Referring expression pointing data

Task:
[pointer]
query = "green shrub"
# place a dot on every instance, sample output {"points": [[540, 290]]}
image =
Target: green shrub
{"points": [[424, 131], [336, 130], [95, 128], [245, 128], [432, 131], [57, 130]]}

Aim of the task
Exact copy required. Retype all of the entries word for word.

Expected answer
Task:
[pointer]
query = "green shrub"
# place a dot on every instance, sample output {"points": [[540, 290]]}
image =
Target: green shrub
{"points": [[424, 131], [336, 130], [95, 128], [245, 128], [432, 131], [57, 130]]}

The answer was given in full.